Problem details: All of the data, except its images, should be set down exactly as it appears.

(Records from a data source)
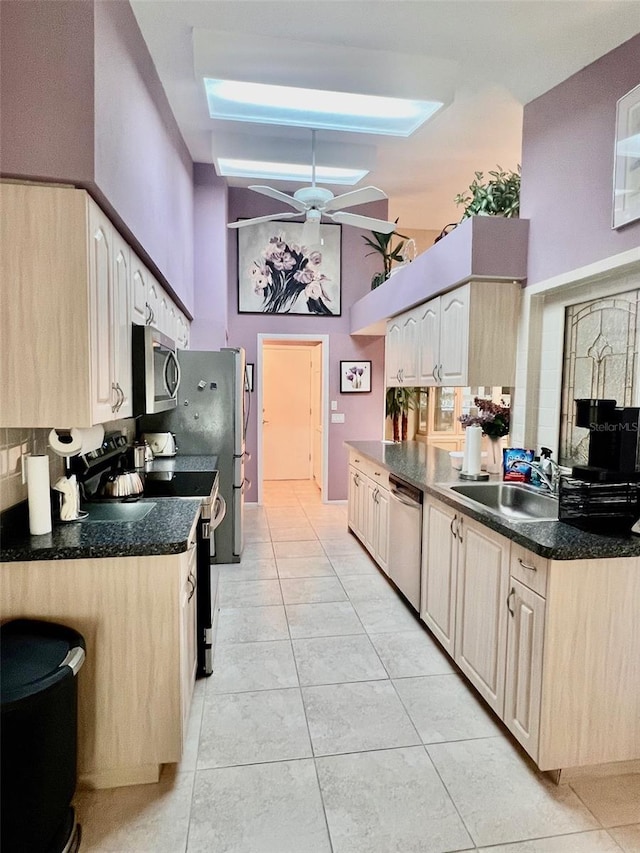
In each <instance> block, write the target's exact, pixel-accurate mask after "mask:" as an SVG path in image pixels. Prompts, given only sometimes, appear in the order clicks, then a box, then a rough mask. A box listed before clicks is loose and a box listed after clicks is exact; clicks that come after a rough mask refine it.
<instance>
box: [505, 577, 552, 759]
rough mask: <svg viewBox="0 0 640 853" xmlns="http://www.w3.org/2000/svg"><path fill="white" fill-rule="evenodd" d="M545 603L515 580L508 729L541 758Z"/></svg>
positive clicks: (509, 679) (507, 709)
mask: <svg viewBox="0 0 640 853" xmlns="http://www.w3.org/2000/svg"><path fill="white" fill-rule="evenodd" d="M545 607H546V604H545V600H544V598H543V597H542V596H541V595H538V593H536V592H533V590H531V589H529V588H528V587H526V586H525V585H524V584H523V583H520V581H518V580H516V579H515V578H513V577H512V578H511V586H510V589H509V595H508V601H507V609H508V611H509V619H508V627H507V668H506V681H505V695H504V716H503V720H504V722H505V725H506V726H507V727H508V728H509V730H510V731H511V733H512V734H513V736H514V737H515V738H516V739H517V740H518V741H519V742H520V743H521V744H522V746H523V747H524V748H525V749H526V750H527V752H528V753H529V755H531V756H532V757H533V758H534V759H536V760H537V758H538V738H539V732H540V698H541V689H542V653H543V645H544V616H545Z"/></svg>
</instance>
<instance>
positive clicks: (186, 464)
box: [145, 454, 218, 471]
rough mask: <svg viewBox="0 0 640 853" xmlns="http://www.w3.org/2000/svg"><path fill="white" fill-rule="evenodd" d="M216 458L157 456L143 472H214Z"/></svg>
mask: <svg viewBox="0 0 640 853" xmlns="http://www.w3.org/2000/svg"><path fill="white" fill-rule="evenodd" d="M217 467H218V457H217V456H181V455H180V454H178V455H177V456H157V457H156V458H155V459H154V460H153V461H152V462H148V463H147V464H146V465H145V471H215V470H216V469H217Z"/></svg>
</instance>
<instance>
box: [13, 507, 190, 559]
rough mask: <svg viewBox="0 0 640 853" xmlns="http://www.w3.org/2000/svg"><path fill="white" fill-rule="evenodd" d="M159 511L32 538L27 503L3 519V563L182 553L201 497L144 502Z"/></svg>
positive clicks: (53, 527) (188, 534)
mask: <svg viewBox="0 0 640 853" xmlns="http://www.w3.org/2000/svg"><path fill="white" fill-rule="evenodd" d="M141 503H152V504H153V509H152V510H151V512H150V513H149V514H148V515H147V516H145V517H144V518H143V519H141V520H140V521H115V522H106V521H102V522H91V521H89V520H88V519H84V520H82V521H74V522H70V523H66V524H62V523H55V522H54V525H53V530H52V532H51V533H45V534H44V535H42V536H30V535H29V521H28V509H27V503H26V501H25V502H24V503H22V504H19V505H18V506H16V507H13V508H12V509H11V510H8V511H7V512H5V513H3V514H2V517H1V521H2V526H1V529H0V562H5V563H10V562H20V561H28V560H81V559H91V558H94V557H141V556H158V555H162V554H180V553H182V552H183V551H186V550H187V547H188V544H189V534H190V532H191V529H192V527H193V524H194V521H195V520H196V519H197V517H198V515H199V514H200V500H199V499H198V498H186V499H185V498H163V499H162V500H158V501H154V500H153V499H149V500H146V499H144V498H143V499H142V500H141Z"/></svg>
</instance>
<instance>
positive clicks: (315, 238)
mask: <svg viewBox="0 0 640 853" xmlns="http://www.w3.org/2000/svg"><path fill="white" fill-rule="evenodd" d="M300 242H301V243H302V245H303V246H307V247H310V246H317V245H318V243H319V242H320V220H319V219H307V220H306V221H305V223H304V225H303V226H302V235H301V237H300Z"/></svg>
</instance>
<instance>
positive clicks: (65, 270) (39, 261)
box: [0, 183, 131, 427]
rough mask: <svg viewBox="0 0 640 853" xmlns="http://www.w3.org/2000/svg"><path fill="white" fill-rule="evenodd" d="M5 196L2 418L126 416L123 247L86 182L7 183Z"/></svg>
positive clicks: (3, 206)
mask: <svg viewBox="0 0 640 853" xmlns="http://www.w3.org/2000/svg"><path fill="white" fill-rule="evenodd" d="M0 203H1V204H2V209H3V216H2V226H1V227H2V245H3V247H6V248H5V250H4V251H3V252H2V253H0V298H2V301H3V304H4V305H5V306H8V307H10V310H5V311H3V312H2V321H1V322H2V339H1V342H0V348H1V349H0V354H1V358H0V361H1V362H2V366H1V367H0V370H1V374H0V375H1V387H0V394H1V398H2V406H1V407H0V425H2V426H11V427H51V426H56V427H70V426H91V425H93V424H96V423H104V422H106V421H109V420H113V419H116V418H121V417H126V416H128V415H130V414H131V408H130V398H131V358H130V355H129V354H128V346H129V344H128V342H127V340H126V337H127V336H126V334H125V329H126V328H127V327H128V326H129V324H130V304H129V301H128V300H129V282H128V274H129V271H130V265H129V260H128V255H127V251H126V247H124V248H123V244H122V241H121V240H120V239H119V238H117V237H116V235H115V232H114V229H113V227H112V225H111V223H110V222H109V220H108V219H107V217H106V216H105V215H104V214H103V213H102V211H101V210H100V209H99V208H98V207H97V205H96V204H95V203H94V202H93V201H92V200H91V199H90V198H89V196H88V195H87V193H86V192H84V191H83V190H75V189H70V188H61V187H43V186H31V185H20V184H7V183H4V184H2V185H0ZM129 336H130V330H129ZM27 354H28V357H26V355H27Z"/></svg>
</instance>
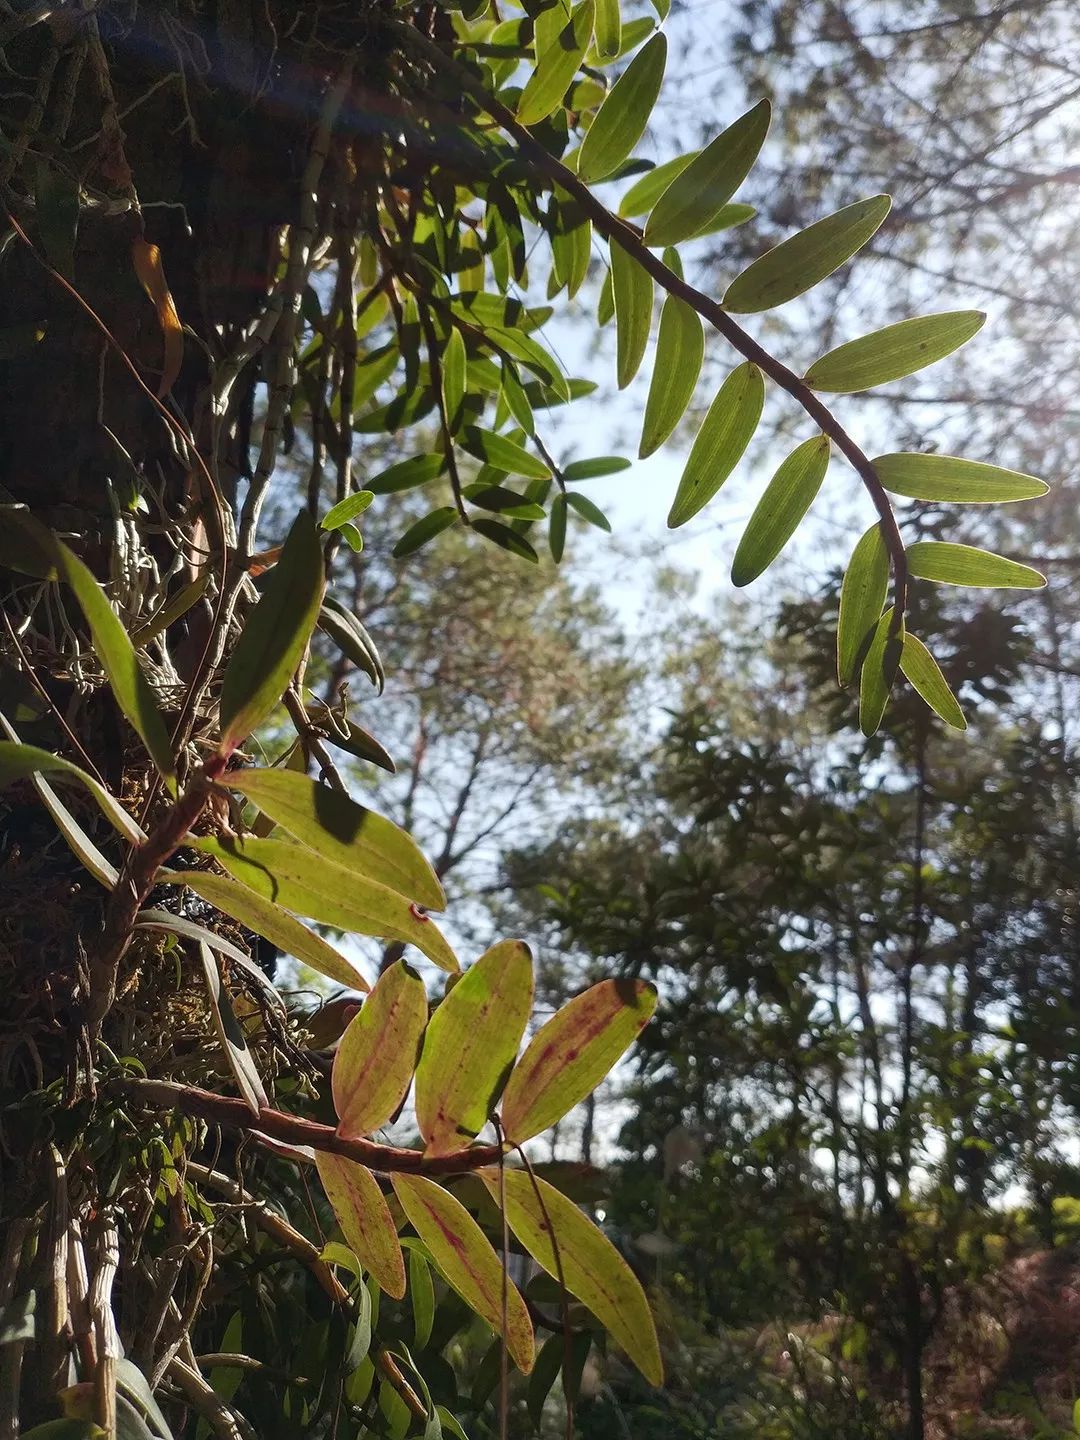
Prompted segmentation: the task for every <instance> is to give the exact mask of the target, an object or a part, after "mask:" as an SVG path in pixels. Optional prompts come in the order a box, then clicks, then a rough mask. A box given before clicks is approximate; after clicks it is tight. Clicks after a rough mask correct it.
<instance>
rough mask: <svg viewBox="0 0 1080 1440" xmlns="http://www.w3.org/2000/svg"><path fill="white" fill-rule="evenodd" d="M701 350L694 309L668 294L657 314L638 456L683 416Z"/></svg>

Task output:
In each <instance> block, write the target's exact, pixel-accurate mask after "mask:" as an SVG path in image pixels. Prompts, given only sometimes, appear in the order clicks, then a box, then a rough mask. A box listed before clicks is loose and a box listed after clicks is exact; clicks that come after a rough mask refine it.
<instance>
box: [505, 577, 552, 759]
rough mask: <svg viewBox="0 0 640 853" xmlns="http://www.w3.org/2000/svg"><path fill="white" fill-rule="evenodd" d="M545 603L515 580L508 729L541 758Z"/></svg>
positive clicks: (509, 679) (507, 709)
mask: <svg viewBox="0 0 640 853" xmlns="http://www.w3.org/2000/svg"><path fill="white" fill-rule="evenodd" d="M545 607H546V604H545V600H544V598H543V597H542V596H541V595H538V593H536V592H533V590H531V589H529V588H528V587H526V586H525V585H524V584H523V583H520V581H518V580H516V579H515V578H513V577H512V578H511V586H510V589H509V595H508V601H507V609H508V611H509V619H508V627H507V668H506V681H505V695H504V716H503V720H504V722H505V725H506V726H507V727H508V728H509V730H510V731H511V733H512V734H513V736H514V737H515V738H516V739H517V740H518V741H519V742H520V743H521V744H522V746H523V747H524V748H525V749H526V750H527V752H528V753H529V755H531V756H532V757H533V758H534V759H536V760H537V758H538V738H539V732H540V698H541V689H542V653H543V645H544V616H545Z"/></svg>
</instance>
<instance>
positive clicks: (186, 464)
box: [145, 454, 218, 471]
rough mask: <svg viewBox="0 0 640 853" xmlns="http://www.w3.org/2000/svg"><path fill="white" fill-rule="evenodd" d="M216 458L157 456L143 472H214Z"/></svg>
mask: <svg viewBox="0 0 640 853" xmlns="http://www.w3.org/2000/svg"><path fill="white" fill-rule="evenodd" d="M217 467H218V457H217V456H181V455H180V454H178V455H177V456H157V457H156V458H155V459H154V460H153V461H152V462H148V463H147V464H146V465H145V471H215V470H216V469H217Z"/></svg>
</instance>
<instance>
box: [13, 507, 190, 559]
rough mask: <svg viewBox="0 0 640 853" xmlns="http://www.w3.org/2000/svg"><path fill="white" fill-rule="evenodd" d="M159 511L32 538L27 503L3 519V563L182 553L201 497L144 502Z"/></svg>
positive clicks: (53, 527) (188, 534)
mask: <svg viewBox="0 0 640 853" xmlns="http://www.w3.org/2000/svg"><path fill="white" fill-rule="evenodd" d="M141 503H152V504H153V509H152V510H151V512H150V513H149V514H148V515H147V516H145V517H144V518H143V519H141V520H140V521H115V522H106V521H102V522H91V521H89V520H88V519H84V520H82V521H74V522H70V523H66V524H62V523H55V522H54V525H53V530H52V532H51V533H45V534H44V535H42V536H30V535H29V521H28V509H27V503H26V501H25V502H24V503H22V504H19V505H18V506H16V507H13V508H12V509H11V510H8V511H7V512H5V513H3V514H2V517H1V521H2V526H1V529H0V562H5V563H10V562H20V561H28V560H81V559H91V558H94V557H141V556H158V555H162V554H180V553H182V552H183V551H186V550H187V547H188V544H189V534H190V532H191V529H192V527H193V524H194V521H195V520H196V519H197V517H198V515H199V514H200V500H199V499H198V498H186V499H185V498H163V499H162V500H158V501H154V500H153V499H149V500H146V499H144V498H143V499H142V500H141Z"/></svg>
</instance>
<instance>
positive clicks: (315, 238)
mask: <svg viewBox="0 0 640 853" xmlns="http://www.w3.org/2000/svg"><path fill="white" fill-rule="evenodd" d="M300 242H301V243H302V245H303V246H307V247H310V246H317V245H318V243H319V242H320V220H319V219H307V220H306V221H305V223H304V225H303V226H302V235H301V237H300Z"/></svg>
</instance>
<instance>
positive clicks: (65, 270) (39, 261)
box: [0, 183, 131, 427]
rough mask: <svg viewBox="0 0 640 853" xmlns="http://www.w3.org/2000/svg"><path fill="white" fill-rule="evenodd" d="M5 196L2 418L126 416L123 247L86 182L7 183Z"/></svg>
positive clicks: (3, 206)
mask: <svg viewBox="0 0 640 853" xmlns="http://www.w3.org/2000/svg"><path fill="white" fill-rule="evenodd" d="M0 203H1V204H2V209H3V216H2V226H1V227H2V245H3V247H6V248H5V250H4V251H3V252H2V253H0V298H2V301H3V304H4V305H5V306H8V307H10V310H5V311H3V312H2V321H1V322H2V339H1V342H0V348H1V349H0V354H1V358H0V361H1V362H2V366H1V367H0V370H1V374H0V375H1V387H0V394H1V398H2V406H1V407H0V425H2V426H11V427H51V426H56V427H70V426H91V425H93V424H96V423H104V422H106V421H109V420H113V419H116V418H121V417H126V416H128V415H130V414H131V408H130V398H131V358H130V355H129V354H128V346H129V344H128V342H127V340H126V337H127V336H126V334H125V329H126V328H127V327H128V326H129V324H130V304H129V301H128V300H129V282H128V274H129V271H130V265H129V260H128V255H127V251H126V247H124V248H123V244H122V241H121V240H120V239H119V238H117V237H116V235H115V232H114V229H113V227H112V225H111V223H110V222H109V220H108V219H107V217H106V216H105V215H104V214H103V213H102V211H101V210H100V209H99V208H98V207H97V205H96V204H95V203H94V202H93V201H92V200H91V199H90V198H89V196H88V195H87V193H86V192H84V191H83V190H75V189H70V188H61V187H43V186H31V185H20V184H7V183H4V184H2V185H0ZM129 336H130V330H129ZM27 354H28V357H26V355H27Z"/></svg>
</instance>
Prompted segmentation: the task for every <instance> is to give the exact mask of the target, an object or a part, after "mask:" as an SVG path in pixels. Optional prompts come in the order a box, then clicks, then a rough mask. A box given before clicks is approximate; after clicks it is tight. Clicks after a rough mask correct it.
<instance>
rough mask: <svg viewBox="0 0 1080 1440" xmlns="http://www.w3.org/2000/svg"><path fill="white" fill-rule="evenodd" d="M701 350L694 309L668 294L657 314L638 456L683 416Z"/></svg>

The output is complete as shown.